— WHAT THIS EXERCISE ASKS —
• a. Print the passage on Hernandez's comics from "Hernandez’s recent comics" up to and including "to motivate them.".
• b. List every Browntown character that the passage on Hernandez's comics names.

— TEXT TO READ —
Hernandez’s recent comics show psychological insight and a command of expression and gesture that transcends his earlier efforts. As he refines the economic grace of his storytelling, he delves into the formative years of his characters to motivate them.
Secrets hinted at over the years are overtly revealed in Browntown, which is cut with flashbacks to a time when the teenaged Maggie’s family moves from Hoppers to Cadeeza to be closer to where her father Nacho works, so he can spend more than just alternate weekends with them. But, Nacho’s infidelity is revealed by his behavior at a party attended by both his wife and his young employee/mistress Miss Varga, who makes a point to cruelly inform Maggie of the disparaging nickname of her new neighborhood. Nacho thinks he has uncovered a betrayal when a drunken former workmate of his wife says he visited her house while they lived apart; here perhaps he displaces his own guilt to her and so to their daughter.

— EXTRACTED INFORMATION —
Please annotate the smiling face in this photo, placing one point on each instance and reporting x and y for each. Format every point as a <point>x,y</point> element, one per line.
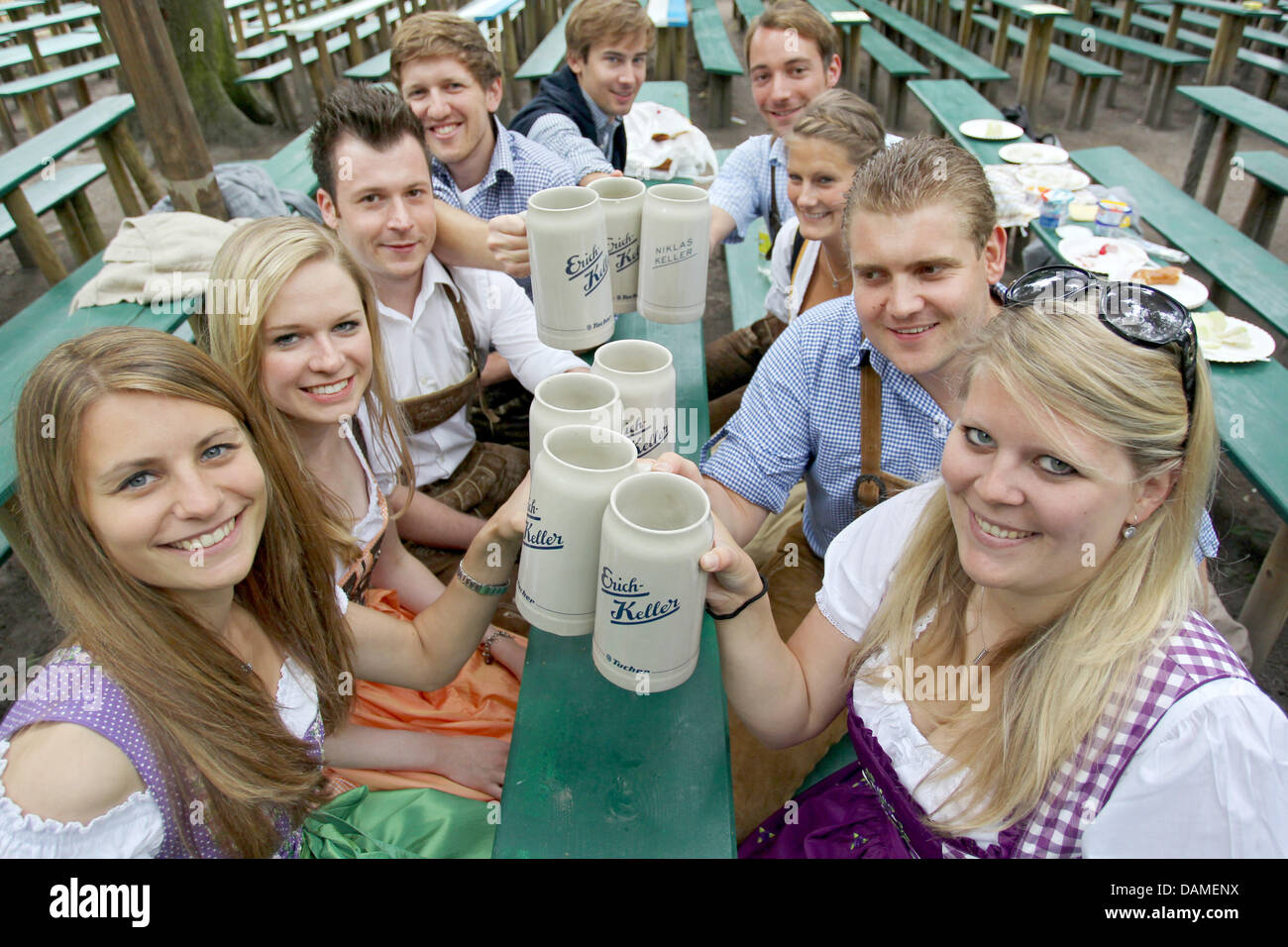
<point>171,489</point>
<point>1029,499</point>
<point>382,209</point>
<point>818,178</point>
<point>456,112</point>
<point>316,346</point>
<point>787,72</point>
<point>612,72</point>
<point>921,287</point>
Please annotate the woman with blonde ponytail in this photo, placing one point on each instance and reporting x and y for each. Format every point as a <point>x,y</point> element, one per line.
<point>206,650</point>
<point>1019,644</point>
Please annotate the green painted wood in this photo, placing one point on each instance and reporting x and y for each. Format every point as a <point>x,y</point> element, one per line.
<point>1236,106</point>
<point>970,65</point>
<point>953,101</point>
<point>44,80</point>
<point>31,157</point>
<point>713,47</point>
<point>1250,272</point>
<point>1078,63</point>
<point>47,195</point>
<point>1267,166</point>
<point>889,56</point>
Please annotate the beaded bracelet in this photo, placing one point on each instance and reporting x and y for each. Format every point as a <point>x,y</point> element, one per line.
<point>475,585</point>
<point>764,589</point>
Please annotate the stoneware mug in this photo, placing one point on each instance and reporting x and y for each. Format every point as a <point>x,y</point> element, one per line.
<point>644,373</point>
<point>572,398</point>
<point>649,603</point>
<point>568,252</point>
<point>571,482</point>
<point>622,200</point>
<point>674,252</point>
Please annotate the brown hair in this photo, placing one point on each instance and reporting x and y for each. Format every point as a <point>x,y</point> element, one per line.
<point>919,171</point>
<point>375,116</point>
<point>844,119</point>
<point>214,728</point>
<point>605,21</point>
<point>439,34</point>
<point>802,17</point>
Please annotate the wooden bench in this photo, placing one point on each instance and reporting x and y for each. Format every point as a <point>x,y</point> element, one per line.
<point>717,58</point>
<point>1089,72</point>
<point>1269,171</point>
<point>971,67</point>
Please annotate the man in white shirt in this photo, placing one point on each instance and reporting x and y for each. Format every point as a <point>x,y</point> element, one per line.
<point>375,191</point>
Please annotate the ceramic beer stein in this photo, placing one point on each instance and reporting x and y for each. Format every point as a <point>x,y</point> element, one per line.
<point>674,252</point>
<point>567,248</point>
<point>622,200</point>
<point>571,480</point>
<point>572,398</point>
<point>644,373</point>
<point>649,603</point>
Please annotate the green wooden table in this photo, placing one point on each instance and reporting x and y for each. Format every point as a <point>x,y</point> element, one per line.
<point>596,771</point>
<point>1224,112</point>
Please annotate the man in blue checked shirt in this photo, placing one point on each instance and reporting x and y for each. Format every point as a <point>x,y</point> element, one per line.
<point>926,253</point>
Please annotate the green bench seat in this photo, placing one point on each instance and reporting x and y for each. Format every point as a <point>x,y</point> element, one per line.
<point>1269,170</point>
<point>717,59</point>
<point>971,67</point>
<point>1087,72</point>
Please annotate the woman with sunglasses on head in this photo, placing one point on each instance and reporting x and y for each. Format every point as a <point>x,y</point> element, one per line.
<point>305,347</point>
<point>206,650</point>
<point>809,264</point>
<point>1018,644</point>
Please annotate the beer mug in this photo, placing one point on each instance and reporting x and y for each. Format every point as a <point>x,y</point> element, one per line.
<point>571,482</point>
<point>567,247</point>
<point>649,603</point>
<point>622,200</point>
<point>644,373</point>
<point>574,397</point>
<point>674,252</point>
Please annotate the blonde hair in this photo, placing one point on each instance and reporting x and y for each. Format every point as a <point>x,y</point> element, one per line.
<point>438,34</point>
<point>1063,685</point>
<point>919,171</point>
<point>214,727</point>
<point>841,118</point>
<point>605,21</point>
<point>802,17</point>
<point>266,254</point>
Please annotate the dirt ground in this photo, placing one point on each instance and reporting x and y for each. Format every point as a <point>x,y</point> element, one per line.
<point>1243,519</point>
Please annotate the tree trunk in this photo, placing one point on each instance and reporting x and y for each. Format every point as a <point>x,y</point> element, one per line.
<point>204,48</point>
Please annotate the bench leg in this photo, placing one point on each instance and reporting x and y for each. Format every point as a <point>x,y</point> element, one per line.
<point>1267,603</point>
<point>88,222</point>
<point>1199,145</point>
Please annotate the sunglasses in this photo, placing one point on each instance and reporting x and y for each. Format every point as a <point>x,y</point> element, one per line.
<point>1137,313</point>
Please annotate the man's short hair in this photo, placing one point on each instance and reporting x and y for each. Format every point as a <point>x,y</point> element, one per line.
<point>802,17</point>
<point>919,171</point>
<point>434,35</point>
<point>605,21</point>
<point>375,116</point>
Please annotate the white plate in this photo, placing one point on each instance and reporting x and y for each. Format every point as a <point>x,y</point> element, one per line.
<point>1261,348</point>
<point>1031,154</point>
<point>991,129</point>
<point>1086,253</point>
<point>1052,176</point>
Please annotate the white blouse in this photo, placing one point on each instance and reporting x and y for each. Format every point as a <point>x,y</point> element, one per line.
<point>1211,780</point>
<point>132,828</point>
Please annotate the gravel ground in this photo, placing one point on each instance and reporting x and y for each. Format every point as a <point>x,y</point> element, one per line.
<point>1243,519</point>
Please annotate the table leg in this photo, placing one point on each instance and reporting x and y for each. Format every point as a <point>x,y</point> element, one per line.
<point>1203,131</point>
<point>34,235</point>
<point>1227,144</point>
<point>1267,603</point>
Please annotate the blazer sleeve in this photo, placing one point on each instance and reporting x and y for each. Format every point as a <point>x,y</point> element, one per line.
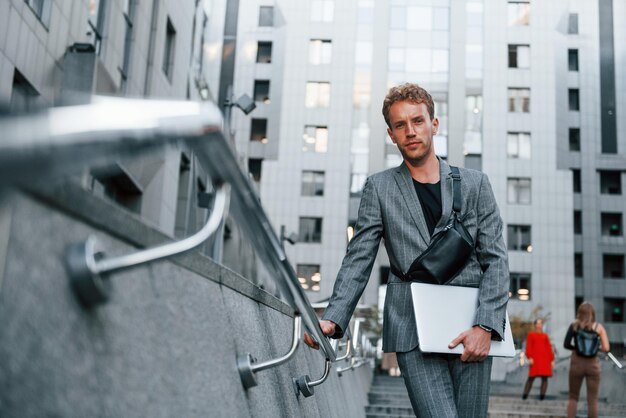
<point>357,264</point>
<point>492,257</point>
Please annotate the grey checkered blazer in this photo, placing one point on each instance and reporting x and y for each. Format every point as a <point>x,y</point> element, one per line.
<point>391,210</point>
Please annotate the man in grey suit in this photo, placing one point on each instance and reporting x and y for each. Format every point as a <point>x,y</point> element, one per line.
<point>406,206</point>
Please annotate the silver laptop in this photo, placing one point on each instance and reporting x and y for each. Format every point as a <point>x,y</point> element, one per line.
<point>443,312</point>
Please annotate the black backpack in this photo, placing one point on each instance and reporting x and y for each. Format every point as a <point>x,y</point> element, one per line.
<point>586,342</point>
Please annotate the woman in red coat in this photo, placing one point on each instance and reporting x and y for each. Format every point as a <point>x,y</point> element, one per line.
<point>540,358</point>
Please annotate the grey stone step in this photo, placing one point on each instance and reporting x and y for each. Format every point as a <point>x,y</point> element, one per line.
<point>389,409</point>
<point>389,416</point>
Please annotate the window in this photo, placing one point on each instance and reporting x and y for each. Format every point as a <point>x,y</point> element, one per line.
<point>96,22</point>
<point>254,168</point>
<point>312,183</point>
<point>574,101</point>
<point>266,16</point>
<point>264,52</point>
<point>518,191</point>
<point>115,182</point>
<point>309,276</point>
<point>519,13</point>
<point>574,139</point>
<point>315,139</point>
<point>518,238</point>
<point>419,18</point>
<point>520,286</point>
<point>519,100</point>
<point>613,266</point>
<point>320,51</point>
<point>576,180</point>
<point>578,265</point>
<point>614,309</point>
<point>572,24</point>
<point>262,91</point>
<point>310,229</point>
<point>572,59</point>
<point>317,94</point>
<point>322,10</point>
<point>610,182</point>
<point>37,7</point>
<point>258,130</point>
<point>578,222</point>
<point>168,53</point>
<point>519,56</point>
<point>611,224</point>
<point>518,145</point>
<point>129,15</point>
<point>24,97</point>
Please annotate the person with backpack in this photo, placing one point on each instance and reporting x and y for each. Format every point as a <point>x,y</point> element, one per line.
<point>585,337</point>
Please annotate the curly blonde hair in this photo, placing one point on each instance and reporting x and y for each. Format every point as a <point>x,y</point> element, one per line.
<point>410,92</point>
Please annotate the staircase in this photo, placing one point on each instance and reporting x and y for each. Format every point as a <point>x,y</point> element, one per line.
<point>388,398</point>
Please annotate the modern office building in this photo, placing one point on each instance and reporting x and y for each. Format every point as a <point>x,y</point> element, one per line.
<point>529,92</point>
<point>525,91</point>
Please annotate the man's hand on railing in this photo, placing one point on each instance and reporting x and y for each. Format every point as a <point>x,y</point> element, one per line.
<point>328,328</point>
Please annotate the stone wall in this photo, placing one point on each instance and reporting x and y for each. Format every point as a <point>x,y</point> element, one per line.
<point>164,345</point>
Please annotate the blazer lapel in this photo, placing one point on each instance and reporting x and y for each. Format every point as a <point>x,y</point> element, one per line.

— ANSWERS TO THE PROBLEMS —
• a.
Hernandez’s recent comics show psychological insight and a command of expression and gesture that transcends his earlier efforts. As he refines the economic grace of his storytelling, he delves into the formative years of his characters to motivate them.

• b. Maggie, Nacho, Miss Varga